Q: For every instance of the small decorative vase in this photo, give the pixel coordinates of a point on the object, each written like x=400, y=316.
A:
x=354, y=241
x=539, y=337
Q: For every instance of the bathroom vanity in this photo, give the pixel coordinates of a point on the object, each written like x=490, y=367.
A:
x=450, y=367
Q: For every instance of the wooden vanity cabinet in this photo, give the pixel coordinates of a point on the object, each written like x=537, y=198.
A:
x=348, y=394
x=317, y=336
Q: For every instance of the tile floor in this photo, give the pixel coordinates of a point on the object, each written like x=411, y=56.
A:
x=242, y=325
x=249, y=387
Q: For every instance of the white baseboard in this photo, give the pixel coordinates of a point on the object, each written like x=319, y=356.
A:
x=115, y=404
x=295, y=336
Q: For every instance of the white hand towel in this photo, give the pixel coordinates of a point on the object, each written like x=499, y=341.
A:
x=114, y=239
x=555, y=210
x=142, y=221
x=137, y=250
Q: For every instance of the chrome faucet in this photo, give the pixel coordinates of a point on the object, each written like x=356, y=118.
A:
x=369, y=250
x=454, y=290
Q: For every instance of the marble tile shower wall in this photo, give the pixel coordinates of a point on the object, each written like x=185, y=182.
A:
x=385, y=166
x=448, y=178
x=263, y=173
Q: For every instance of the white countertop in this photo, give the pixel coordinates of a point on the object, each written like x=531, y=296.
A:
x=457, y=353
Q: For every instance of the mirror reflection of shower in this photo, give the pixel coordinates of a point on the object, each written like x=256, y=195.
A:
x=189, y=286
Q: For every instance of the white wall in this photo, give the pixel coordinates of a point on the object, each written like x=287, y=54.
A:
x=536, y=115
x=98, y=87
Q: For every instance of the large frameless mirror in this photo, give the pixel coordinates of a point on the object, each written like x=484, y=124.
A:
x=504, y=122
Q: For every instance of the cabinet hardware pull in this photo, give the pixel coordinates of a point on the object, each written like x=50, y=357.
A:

•••

- [WHAT YOU WILL DO]: Exactly reproduce the lines from the one containing "Q: For every instance of the bathroom" through the end of the records, and only those lines.

- [EXERCISE SOLUTION]:
Q: For every instance of the bathroom vanity in this photo, give the pixel coordinates of a point on the object, each written like x=490, y=367.
A:
x=450, y=367
Q: For every instance of the wooden vanity cabinet in this photo, give the pixel coordinates of a point on the object, each written like x=537, y=198.
A:
x=348, y=394
x=317, y=336
Q: For every instance of the tile floor in this photo, give the pixel coordinates of a point on the object, each written like x=411, y=56.
A:
x=242, y=325
x=249, y=387
Q: For every instance of the white baseboard in this photo, give the pixel coordinates of a point on the object, each written like x=319, y=356.
A:
x=115, y=404
x=295, y=336
Q: For every instance of the white hand towel in this photo, give the pixel coordinates of a point on the object, each written like x=499, y=341.
A:
x=114, y=239
x=555, y=210
x=142, y=221
x=137, y=250
Q: For every instance of the chrome faucet in this photo, give the pixel coordinates of a point on the object, each written like x=356, y=118.
A:
x=369, y=250
x=454, y=290
Q: For every instance of the marble tile shower wall in this photo, give the pixel coordinates of a point on the object, each written like x=185, y=182.
A:
x=385, y=166
x=448, y=178
x=263, y=173
Q: For every instance of the white countertop in this photo, give the pixel coordinates of a point on the object, each written like x=531, y=296.
A:
x=457, y=353
Q: For every instance of the mirror reflection of shower in this photo, give the pixel coordinates of a point on the object, each written like x=256, y=195.
A:
x=189, y=286
Q: For every instance of the white wall in this photo, give the pixel coordinates of a point on the object, each written like x=287, y=54.
A:
x=536, y=115
x=98, y=87
Q: For every instance of the large frameless mirror in this photo, give the pixel coordinates of a point on the object, each written like x=484, y=124.
A:
x=504, y=122
Q: For every instance of the cabinet hardware pull in this photo, give the pixel coordinates of a point on the object, each written like x=50, y=357.
A:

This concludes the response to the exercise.